• _SOLICITUD DE TRABAJO_:
Prolonga el texto sobre cómo acercar los clásicos a los lectores jóvenes a partir de su última oración.

Nuestro enfoque debe orientarse a cómo estimularlos a esa lectura “diferente” y, también, a qué visión estamos dando de esas grandes obras
La cuestión, a mi modo de entender, no es la de la vigencia de los clásicos (por ejemplo, West Side Story o cualquier otra versión moderna testimonia que Romeo y Julieta sigue conservando actualidad). Lo que debemos plantearnos, entonces, es de qué modo acercarnos a los clásicos para que los lectores jóvenes se sientan atraídos por ellos. Nuestro enfoque debe orientarse a cómo estimularlos a esa lectura “diferente” y, también, a qué visión estamos dando de esas grandes obras.
La educación nos descubre un mundo que está mucho más allá de nuestro entorno, al que nunca habríamos llegado por nosotros mismos. Hay una corriente pedagógica que defiende iniciar la enseñanza por lo más próximo: el río de la ciudad, la montaña que los niños pueden ver casi desde sus casas. Y desde ahí ir ampliando a la geografía de los concejos vecinos, de su comunidad. Claro que ese suele ser el punto final de su exploración. Por el contrario, acceder a imágenes del Amazonas o de la grandiosidad del Himalaya abre nuestra mente a un conocimiento del mundo mucho más rico. Adquirir información del Amazonas o del Himalaya nos permite un hallazgo fundamental en nuestras vidas, el de que la realidad es mucho más compleja de lo que nuestros sentidos nos habían mostrado. La realidad de esos descubrimientos geográficos que efectúa el joven le cambia la mente, casi tanto como a los hombres que a finales del siglo XV percibieron que el mundo no era el espacio conocido, sino algo infinitamente más vasto y complejo de lo que jamás podrían imaginar.
El proceso de descubrimiento de las grandes obras literarias puede verse lastrado por una serie de prejuicios que se acumulan como una rémora insalvable (por ejemplo, “el Quijote refleja el espíritu de un pueblo” o apriorismos similares).

• _EXTRACTO DE DATOS_:
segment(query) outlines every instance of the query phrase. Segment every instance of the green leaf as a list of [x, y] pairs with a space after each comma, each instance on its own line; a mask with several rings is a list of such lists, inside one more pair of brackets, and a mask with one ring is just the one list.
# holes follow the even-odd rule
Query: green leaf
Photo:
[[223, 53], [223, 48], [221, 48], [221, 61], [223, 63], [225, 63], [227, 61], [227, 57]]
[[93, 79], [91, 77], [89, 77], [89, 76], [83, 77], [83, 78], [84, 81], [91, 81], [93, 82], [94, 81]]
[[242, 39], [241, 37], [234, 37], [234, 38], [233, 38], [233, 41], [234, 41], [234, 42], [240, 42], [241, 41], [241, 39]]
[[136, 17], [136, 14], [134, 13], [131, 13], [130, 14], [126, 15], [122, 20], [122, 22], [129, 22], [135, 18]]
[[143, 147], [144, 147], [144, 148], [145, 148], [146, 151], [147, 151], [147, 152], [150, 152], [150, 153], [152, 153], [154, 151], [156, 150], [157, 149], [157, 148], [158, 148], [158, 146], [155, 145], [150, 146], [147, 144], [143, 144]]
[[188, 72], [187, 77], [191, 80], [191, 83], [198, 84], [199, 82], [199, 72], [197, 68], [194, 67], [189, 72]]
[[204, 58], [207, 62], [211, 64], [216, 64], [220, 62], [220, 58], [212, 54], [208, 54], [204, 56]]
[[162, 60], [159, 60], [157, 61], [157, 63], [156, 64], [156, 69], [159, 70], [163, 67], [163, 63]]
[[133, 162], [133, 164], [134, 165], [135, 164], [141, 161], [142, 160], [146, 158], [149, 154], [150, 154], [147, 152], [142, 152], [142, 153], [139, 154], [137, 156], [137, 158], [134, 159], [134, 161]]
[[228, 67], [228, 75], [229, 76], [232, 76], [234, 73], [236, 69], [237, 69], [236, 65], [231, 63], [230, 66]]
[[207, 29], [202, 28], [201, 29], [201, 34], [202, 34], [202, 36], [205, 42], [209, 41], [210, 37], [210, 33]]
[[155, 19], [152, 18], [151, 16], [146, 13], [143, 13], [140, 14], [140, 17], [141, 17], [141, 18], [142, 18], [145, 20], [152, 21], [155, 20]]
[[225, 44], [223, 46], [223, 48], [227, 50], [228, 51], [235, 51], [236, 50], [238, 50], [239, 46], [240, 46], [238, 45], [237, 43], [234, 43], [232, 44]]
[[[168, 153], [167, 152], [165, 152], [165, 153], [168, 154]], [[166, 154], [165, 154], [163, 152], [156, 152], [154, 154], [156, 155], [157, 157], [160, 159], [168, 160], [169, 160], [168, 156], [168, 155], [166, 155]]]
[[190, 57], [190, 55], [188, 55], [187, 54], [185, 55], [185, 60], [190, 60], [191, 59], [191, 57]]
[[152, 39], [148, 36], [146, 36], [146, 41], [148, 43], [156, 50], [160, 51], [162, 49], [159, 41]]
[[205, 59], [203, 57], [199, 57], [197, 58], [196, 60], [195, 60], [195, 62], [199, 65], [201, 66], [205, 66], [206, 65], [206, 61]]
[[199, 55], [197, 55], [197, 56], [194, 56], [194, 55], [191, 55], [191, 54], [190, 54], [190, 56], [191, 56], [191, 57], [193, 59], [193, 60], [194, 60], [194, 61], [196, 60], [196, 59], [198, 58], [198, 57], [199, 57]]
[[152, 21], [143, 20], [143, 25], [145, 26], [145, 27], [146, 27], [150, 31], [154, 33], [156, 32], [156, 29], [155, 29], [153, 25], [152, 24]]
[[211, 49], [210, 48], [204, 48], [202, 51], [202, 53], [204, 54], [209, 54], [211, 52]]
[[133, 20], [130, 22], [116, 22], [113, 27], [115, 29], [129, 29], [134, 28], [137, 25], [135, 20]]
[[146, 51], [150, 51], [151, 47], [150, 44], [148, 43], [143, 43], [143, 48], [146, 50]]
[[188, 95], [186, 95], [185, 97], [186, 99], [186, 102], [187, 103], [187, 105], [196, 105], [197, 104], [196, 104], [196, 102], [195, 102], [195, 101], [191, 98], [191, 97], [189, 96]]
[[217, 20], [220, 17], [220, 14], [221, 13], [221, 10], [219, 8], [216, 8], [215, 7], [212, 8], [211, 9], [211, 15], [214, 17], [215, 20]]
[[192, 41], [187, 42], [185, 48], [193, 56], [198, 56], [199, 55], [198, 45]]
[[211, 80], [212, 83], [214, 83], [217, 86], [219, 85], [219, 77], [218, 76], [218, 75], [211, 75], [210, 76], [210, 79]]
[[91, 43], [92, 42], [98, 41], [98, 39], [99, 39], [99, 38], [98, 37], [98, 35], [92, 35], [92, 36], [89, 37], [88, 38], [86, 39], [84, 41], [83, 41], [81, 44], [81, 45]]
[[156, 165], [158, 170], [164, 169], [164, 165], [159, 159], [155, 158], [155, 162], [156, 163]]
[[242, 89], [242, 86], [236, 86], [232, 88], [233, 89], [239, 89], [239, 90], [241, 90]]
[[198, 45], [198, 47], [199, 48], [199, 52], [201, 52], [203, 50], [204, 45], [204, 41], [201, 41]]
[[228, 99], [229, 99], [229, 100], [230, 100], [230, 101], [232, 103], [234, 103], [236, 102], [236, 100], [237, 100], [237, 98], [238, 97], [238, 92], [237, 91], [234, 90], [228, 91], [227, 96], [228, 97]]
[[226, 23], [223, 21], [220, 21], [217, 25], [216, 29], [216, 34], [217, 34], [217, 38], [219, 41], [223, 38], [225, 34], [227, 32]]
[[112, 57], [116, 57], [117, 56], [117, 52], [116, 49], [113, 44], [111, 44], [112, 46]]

• _RESPUESTA A TAREA_:
El ‘Quijote’ es un hermoso ejemplo de visión comprensiva y tolerante del ser humano, una concepción del mundo con la que podemos sentirnos en sintonía
El Quijote es un caso muy significativo de este fenómeno porque, a la idea de clásico que todos conocen, pero muy pocos han leído, se une el muro de unos prejuicios que todo el mundo da por indiscutibles: además del anterior (la novela cervantina como la expresión más genuina del alma de España), el Quijote sería la lucha de los ideales contra el materialismo, del bien contra el mal. Prejuicios que constituyen una de las razones del rechazo que suscita entre los jóvenes: es muy extenso y “ya sé de qué trata”. Lo que resulta lamentable porque, de entre los clásicos, el Quijote es un hermoso ejemplo de visión comprensiva y tolerante del ser humano, una concepción del mundo con la que podemos sentirnos en sintonía.
¿Es que no seremos capaces de hacerles comprender las razones por las que el Quijote está en la base de la novela moderna? De explicarles por qué son cervantistas hasta la médula los mejores novelistas del XVIII, así como la gran novela del XIX (Dickens, Flaubert, Turguéniev, Tolstoi, Dostoyevski, Galdós, Clarín), por no mencionar a la mayoría de los novelistas del XX.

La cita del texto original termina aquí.